◆ **Exercise instructions**:
A. In the vaccine side-effects report, who is the Director-General of the FDA?
B. Reproduce the vaccine side-effects report beginning at "Based on the" and stopping after "serious (2.23 percent).", switching "individuals" to "people".
C. Pick up the vaccine side-effects report from its last sentence and keep writing.

Less than one percent of individuals who have already received their coronavirus disease (COVID-19) vaccine have experienced side effects, the Food and Drug Administration (FDA) said on Wednesday, July 14.
“As of now…yung ating adverse events reporting system, ang captured na adverse events is less than one percent (As of now… based on our adverse events reporting system, the captured adverse events is less than one percent),” said FDA Director-General Rolando Enrique Domingo during a televised press briefing.
Domingo also noted that the majority of the side effects experienced by the vaccinated individuals are non-serious.
“Karamihan ay very mild ang mga adverse events or reactions na kino-complain (Most of the adverse events or reactions complained of are very mild),” he added.
In a separate online forum, DOH Technical Advisory Group (TAG) member Dr. Anna Ong-Lim said “to date, no fatal case reports are found to have causal relationship with the vaccines,” she said.
Based on the FDA data presented by Ong-Lim, a total of 47,897 adverse events (0.41 percent) were reported out of the 11,708,029 individuals who received their COVID-19 vaccine as of July 4.
Of the total adverse events reported, there were 46,826 considered as non-serious (97.76 percent), and 1,071 were tagged as serious (2.23 percent).

(Collection entries)
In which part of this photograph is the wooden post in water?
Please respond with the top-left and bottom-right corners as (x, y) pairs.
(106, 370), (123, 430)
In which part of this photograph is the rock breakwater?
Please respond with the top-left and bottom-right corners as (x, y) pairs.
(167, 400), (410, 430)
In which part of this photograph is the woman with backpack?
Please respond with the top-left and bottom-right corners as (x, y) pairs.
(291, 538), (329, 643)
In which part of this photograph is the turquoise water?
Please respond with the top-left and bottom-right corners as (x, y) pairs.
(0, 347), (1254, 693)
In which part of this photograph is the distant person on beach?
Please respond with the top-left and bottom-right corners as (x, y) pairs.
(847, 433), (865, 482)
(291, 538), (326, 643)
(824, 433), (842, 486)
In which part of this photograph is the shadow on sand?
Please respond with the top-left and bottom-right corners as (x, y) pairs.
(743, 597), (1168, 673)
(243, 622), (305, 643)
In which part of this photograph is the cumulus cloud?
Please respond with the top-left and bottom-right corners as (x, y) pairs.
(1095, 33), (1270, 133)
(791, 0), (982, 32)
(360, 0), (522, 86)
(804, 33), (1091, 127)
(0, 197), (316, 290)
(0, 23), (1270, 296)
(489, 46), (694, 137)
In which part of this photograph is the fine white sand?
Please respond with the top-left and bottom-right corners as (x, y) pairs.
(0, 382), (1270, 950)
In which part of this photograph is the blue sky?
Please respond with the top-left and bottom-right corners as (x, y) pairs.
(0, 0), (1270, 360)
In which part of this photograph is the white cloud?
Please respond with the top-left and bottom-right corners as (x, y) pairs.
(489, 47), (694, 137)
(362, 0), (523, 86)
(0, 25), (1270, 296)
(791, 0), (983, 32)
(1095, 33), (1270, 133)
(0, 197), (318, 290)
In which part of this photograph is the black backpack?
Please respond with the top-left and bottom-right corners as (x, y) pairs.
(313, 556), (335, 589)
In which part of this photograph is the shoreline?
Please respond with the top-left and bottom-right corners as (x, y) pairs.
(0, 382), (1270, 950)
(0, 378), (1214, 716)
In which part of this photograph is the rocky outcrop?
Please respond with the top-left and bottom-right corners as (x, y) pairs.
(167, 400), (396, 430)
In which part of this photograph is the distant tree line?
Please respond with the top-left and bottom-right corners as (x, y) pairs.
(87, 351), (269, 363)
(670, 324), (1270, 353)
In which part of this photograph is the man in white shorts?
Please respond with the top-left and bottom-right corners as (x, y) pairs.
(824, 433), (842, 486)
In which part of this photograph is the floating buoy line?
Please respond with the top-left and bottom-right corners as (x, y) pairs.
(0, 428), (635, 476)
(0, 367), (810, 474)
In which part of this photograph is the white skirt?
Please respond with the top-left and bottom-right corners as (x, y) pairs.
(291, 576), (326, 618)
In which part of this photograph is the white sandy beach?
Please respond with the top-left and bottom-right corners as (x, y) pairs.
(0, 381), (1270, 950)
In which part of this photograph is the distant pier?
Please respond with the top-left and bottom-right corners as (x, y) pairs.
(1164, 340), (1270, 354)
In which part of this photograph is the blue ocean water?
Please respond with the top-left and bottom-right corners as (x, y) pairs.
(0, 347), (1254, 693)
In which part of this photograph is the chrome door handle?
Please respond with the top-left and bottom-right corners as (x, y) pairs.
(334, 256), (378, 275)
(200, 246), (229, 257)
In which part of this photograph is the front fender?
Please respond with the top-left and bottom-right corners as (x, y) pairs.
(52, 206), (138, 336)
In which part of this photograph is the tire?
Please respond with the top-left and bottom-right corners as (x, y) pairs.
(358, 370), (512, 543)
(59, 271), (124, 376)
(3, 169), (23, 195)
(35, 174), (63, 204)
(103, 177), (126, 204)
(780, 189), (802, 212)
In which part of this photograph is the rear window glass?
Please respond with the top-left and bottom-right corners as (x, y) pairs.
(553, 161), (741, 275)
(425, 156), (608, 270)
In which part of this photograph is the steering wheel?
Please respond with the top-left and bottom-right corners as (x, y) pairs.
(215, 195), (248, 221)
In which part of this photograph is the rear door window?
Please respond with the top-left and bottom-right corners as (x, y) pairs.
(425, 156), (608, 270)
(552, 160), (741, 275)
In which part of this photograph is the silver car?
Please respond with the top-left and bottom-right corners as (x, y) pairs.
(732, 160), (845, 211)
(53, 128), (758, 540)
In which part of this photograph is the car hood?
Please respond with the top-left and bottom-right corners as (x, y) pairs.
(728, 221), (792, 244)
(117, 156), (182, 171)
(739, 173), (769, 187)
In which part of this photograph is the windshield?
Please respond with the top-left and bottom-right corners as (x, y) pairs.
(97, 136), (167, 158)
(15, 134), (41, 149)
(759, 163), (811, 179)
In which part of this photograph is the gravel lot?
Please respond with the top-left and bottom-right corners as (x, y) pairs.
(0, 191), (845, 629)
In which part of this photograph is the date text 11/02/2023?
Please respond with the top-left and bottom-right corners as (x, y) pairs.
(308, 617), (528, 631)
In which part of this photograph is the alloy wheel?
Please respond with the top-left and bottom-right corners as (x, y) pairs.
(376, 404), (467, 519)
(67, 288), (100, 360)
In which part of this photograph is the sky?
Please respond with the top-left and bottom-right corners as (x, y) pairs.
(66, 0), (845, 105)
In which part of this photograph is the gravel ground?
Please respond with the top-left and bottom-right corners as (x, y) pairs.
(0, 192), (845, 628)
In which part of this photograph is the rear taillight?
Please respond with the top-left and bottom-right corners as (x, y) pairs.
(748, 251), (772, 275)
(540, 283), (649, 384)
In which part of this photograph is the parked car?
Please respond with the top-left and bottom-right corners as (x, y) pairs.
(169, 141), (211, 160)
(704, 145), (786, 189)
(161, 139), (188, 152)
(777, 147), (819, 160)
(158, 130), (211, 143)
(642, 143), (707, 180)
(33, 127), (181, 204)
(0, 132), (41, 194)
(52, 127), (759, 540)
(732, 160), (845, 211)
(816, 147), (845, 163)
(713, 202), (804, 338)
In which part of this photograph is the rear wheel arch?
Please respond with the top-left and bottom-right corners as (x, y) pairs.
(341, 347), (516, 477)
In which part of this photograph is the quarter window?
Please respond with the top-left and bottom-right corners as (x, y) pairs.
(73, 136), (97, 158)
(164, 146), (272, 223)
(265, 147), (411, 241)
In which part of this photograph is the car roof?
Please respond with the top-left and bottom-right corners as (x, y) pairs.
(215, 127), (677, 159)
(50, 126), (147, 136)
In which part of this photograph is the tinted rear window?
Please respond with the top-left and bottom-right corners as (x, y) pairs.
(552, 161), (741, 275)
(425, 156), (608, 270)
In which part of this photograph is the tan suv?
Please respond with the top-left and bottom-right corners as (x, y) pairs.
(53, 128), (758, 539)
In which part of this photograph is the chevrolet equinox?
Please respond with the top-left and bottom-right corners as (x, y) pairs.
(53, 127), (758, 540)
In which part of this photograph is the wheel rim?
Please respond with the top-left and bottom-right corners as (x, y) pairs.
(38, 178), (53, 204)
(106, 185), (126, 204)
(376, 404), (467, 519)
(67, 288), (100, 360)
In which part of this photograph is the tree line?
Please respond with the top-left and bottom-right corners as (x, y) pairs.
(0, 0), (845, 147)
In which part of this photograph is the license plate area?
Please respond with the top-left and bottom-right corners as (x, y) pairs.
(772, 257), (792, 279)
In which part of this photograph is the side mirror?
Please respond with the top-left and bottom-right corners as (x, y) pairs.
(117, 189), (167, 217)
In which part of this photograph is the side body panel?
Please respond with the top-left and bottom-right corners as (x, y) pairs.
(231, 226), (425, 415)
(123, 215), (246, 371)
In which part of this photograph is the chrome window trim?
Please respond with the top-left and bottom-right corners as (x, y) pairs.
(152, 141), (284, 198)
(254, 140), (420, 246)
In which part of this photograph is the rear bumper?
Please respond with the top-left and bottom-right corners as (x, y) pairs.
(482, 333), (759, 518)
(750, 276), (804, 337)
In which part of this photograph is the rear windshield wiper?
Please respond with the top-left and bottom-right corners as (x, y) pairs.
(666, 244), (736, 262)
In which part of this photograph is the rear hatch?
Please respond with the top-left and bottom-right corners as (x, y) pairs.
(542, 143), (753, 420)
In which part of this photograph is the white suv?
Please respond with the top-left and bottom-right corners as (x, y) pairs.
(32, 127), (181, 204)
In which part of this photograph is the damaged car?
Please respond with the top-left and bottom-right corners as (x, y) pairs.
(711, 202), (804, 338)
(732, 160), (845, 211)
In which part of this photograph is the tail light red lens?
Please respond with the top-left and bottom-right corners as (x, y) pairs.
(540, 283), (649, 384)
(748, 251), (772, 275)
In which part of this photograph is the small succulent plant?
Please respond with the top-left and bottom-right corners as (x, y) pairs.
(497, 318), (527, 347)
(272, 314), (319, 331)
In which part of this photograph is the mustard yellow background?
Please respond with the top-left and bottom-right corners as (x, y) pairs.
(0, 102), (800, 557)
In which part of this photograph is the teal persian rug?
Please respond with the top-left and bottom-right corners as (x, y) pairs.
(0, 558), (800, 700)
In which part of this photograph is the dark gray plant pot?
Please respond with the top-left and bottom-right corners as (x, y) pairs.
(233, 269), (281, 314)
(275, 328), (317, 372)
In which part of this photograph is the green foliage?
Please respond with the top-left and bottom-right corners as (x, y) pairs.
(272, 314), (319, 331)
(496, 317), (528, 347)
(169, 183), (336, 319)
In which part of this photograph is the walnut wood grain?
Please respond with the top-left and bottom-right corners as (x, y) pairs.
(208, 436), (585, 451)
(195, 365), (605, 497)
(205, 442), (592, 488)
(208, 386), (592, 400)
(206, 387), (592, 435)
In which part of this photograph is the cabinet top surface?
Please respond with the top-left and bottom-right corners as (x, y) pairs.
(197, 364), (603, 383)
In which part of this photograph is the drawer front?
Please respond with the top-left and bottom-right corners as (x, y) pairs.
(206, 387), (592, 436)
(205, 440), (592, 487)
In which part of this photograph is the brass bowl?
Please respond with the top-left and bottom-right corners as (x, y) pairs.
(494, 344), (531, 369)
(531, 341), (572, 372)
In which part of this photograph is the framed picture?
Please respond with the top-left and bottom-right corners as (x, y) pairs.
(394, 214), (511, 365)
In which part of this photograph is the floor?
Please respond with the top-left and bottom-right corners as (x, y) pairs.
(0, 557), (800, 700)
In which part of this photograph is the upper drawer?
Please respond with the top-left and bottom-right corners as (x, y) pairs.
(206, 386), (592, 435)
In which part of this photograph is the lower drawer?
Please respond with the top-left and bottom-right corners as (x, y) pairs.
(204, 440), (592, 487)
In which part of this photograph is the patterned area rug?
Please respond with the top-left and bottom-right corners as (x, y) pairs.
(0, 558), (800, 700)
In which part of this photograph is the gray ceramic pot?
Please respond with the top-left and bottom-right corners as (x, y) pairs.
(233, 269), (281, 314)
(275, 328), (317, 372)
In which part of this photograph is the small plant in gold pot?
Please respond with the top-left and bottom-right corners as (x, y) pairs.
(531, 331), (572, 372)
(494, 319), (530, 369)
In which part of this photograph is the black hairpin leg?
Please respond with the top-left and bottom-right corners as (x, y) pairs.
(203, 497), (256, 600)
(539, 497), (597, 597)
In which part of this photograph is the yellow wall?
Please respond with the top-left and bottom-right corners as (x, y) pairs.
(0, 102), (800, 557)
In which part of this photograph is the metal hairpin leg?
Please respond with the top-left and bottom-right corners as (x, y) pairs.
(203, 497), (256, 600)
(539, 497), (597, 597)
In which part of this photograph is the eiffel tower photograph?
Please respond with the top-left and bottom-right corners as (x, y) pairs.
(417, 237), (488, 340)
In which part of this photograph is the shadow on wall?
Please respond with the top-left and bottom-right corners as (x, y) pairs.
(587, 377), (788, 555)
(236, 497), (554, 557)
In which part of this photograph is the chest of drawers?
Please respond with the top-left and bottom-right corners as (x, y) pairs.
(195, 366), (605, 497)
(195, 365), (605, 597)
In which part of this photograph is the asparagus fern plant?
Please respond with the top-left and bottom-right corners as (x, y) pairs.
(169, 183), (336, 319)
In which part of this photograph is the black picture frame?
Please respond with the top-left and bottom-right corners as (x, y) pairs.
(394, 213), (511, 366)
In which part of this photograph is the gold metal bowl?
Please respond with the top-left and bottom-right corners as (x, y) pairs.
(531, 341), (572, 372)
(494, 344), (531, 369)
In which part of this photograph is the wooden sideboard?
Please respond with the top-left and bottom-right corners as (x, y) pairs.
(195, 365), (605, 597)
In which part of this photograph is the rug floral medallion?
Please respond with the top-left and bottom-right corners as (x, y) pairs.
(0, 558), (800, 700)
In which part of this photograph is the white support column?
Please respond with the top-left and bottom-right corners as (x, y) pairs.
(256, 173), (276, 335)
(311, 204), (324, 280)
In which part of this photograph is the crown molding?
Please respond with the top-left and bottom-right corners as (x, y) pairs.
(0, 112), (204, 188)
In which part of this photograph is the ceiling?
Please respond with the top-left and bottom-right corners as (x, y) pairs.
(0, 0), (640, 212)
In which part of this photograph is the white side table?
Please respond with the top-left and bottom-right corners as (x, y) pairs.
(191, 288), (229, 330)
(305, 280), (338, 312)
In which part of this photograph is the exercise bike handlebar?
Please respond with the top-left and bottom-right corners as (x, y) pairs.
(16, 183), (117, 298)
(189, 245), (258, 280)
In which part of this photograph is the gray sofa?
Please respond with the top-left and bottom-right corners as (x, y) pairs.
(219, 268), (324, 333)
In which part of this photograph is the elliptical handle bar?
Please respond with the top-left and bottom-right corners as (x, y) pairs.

◆ **Expected responses**:
A. Rolando Enrique Domingo

B.
Based on the FDA data presented by Ong-Lim, a total of 47,897 adverse events (0.41 percent) were reported out of the 11,708,029 people who received their COVID-19 vaccine as of July 4.
Of the total adverse events reported, there were 46,826 considered as non-serious (97.76 percent), and 1,071 were tagged as serious (2.23 percent).

C.
Common side effects experienced by vaccine recipients include headache, injection site pain, fever, dizziness, and increase in blood pressure, said Ong-Lim.
Meanwhile, the FDA is still recommending the use of COVID-19 vaccine developed by Johnson & Johnson.
Recently, the US FDA has added neurological condition Guillain–Barré syndrome (GBS) on the list of potential side effects associated with the said vaccine brand.
Domingo said that the risk of GBS is “very rare.”
“It was seen in one for every 100,000 vaccinated individuals. Among the unvaccinated, chances of GBS is also one for every 100,000. But in the Philippines, five in every 100,000 are infected by COVID-19 on a daily basis,” he said.
“It is so rare that all regulatory agencies continue to believe that the benefits still outweigh the risks,” he added.